* **Exercise prompt**: Can you rewrite the listing below so that every "bounding box" becomes "enclosing rectangle", with nothing else altered?

* **Material for this exercise**:
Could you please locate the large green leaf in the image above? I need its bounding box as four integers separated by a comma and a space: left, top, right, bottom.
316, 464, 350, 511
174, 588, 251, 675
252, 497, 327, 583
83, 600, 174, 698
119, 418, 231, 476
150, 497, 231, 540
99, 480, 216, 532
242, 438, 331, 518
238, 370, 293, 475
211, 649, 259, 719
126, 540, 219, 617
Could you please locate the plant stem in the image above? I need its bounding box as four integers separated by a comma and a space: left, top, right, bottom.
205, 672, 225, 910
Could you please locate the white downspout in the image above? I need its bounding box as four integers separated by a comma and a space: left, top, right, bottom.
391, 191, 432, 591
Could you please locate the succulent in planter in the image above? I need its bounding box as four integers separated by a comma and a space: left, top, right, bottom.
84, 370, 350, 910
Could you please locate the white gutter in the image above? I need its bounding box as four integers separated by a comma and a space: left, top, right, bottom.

* **Solution to this task**:
Could you please locate the large green leaf in the image above? I need its enclosing rectangle as four integers separated by a comma and a space: left, top, right, bottom.
316, 464, 350, 511
174, 588, 251, 675
252, 497, 327, 583
83, 600, 174, 698
119, 418, 231, 476
150, 497, 231, 540
99, 480, 216, 532
242, 438, 331, 518
238, 370, 293, 475
211, 649, 259, 719
126, 540, 219, 617
Could you please locate the plant stem in the image above? I need its enclosing rectangle as four integers separated by a comma and a space: left, top, right, bottom.
205, 672, 225, 910
Could you please locate the white downspout in the image above? I need its enclosing rectangle as four integers separated by a comma and a space: left, top, right, bottom.
391, 191, 432, 591
Could you please locate the succulent in planter in the image above? I need its enclosing rectangle as four integers separated by a comma and a space: left, top, right, bottom.
84, 370, 350, 910
Could you please locate the white gutter in the image above? I need its enclosing rectangle as four integers separated by a comma and a space: left, top, right, bottom.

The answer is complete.